-- OBJECTIVES --
a: Which items does the comment below on Italian design name as things the Italians design well?
b: Can you rewrite the comment below from "I also am fully" to "in the states.", putting "estate car" in place of "wagon" each time it appears?

-- DOCUMENT EXTRACT --
• • • • •

Actually I have seen those cars. I've driven through Europe twice and have traveled most of Northern Italy by car. I know they have their share of goofy and boring cars. It was kind of a joke. Most of the Italians I have personally known are just so passionate about everything in life and design is one of those things they do very well. Their furniture, their suits and clothes, industrial design, their motorcycles, their airplanes, and a lot (but not all) of their cars are fantastic! If there is one place in Europe where they really understand how important design is on everyday life, it's Italy.

I also am fully aware of the typical European family's situation. It's one of the reasons I believe we should prevent the United States from being pushed towards just another nation trying to join the EU. I am a big fan personally of the hatchback, but even more so of the wagon. The wagon is what most people really want, it's just about the packaging. Here in the States, to sell a wagon, it has to be built like a truck and called an SUV, but that's all an SUV is, a big ol' wagon. I would love to see a wagon revival here in the states.

• • • • •

-- EXTRACTED INFORMATION --

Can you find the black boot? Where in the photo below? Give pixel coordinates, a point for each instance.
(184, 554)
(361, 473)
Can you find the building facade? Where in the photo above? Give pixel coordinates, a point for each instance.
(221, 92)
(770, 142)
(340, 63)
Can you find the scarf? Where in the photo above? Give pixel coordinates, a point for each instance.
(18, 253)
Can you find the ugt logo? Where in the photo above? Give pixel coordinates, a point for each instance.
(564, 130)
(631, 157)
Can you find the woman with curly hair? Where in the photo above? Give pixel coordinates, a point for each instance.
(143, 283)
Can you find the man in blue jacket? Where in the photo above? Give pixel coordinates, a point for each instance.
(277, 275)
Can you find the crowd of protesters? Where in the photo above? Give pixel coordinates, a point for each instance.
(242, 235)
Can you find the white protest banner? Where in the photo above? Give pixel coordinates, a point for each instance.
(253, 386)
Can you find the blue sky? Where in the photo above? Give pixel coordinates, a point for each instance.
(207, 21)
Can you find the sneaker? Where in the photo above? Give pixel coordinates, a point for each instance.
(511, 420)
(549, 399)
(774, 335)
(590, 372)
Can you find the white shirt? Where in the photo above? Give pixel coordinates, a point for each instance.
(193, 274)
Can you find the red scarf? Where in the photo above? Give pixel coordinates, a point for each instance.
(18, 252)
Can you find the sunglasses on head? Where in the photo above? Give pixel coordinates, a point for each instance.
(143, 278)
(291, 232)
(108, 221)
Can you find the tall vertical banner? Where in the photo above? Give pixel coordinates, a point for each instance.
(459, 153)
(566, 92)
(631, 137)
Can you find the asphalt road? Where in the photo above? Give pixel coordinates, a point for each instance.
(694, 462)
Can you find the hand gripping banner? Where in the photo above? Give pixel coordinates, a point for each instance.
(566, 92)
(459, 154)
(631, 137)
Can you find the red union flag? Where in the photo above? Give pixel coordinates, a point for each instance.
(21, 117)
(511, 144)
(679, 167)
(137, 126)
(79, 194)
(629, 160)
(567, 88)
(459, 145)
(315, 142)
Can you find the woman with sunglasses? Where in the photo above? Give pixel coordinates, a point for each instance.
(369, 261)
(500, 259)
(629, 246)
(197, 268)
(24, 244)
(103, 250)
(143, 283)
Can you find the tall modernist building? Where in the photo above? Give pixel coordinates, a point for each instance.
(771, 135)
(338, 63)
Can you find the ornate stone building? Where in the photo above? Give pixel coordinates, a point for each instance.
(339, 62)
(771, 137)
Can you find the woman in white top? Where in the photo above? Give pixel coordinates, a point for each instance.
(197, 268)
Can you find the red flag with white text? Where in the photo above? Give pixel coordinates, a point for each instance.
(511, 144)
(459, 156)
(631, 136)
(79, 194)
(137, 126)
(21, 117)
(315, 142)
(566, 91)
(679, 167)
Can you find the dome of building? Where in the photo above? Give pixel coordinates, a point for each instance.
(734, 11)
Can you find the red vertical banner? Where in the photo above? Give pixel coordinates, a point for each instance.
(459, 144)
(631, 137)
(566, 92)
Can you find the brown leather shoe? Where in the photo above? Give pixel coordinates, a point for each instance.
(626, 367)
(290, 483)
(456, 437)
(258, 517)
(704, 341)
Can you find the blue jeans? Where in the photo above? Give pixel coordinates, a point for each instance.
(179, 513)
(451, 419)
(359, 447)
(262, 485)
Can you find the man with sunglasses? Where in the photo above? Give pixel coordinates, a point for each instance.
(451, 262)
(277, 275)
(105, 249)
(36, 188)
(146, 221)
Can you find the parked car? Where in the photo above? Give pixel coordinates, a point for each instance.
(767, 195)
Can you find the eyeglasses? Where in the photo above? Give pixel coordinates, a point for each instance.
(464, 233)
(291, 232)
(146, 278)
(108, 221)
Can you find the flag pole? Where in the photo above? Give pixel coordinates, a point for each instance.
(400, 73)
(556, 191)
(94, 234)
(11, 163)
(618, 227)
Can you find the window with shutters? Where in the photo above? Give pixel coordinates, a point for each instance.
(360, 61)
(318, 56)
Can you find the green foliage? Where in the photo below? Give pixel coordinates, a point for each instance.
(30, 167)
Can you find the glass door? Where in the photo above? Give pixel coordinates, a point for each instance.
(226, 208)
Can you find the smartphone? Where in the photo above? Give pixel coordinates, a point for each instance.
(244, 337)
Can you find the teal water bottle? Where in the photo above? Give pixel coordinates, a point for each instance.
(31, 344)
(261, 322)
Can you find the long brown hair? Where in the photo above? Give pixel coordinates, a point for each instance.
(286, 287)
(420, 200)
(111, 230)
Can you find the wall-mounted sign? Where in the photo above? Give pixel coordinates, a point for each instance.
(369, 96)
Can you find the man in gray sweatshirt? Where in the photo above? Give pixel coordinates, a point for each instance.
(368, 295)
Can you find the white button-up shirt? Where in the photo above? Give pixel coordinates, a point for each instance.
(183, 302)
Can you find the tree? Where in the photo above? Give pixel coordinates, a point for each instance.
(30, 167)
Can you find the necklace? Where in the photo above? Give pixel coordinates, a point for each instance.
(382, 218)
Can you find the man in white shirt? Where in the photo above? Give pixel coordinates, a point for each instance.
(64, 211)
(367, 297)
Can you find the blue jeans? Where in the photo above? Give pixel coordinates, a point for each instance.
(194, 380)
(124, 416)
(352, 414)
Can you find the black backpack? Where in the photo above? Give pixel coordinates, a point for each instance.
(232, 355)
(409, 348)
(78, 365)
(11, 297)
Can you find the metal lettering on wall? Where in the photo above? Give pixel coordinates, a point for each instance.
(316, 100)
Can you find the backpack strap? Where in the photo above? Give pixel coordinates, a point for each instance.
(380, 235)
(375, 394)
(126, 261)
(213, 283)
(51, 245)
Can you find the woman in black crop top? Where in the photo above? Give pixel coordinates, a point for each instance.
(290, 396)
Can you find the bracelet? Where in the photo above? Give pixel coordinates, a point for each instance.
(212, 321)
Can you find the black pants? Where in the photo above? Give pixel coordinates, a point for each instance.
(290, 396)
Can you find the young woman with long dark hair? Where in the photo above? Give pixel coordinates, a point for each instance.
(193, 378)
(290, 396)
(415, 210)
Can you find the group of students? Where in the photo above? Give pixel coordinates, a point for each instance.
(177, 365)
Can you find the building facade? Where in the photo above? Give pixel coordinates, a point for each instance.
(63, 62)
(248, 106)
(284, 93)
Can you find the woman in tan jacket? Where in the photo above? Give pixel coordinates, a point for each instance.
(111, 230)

• • • • •

-- TASK RESPONSES --
a:
- Furniture
- Suits and clothes
- Industrial design
- Motorcycles
- Airplanes
- A lot (but not all) of their cars

b:
I also am fully aware of the typical European family's situation. It's one of the reasons I believe we should prevent the United States from being pushed towards just another nation trying to join the EU. I am a big fan personally of the hatchback, but even more so of the estate car. The estate car is what most people really want, it's just about the packaging. Here in the States, to sell a estate car, it has to be built like a truck and called an SUV, but that's all an SUV is, a big ol' estate car. I would love to see a estate car revival here in the states.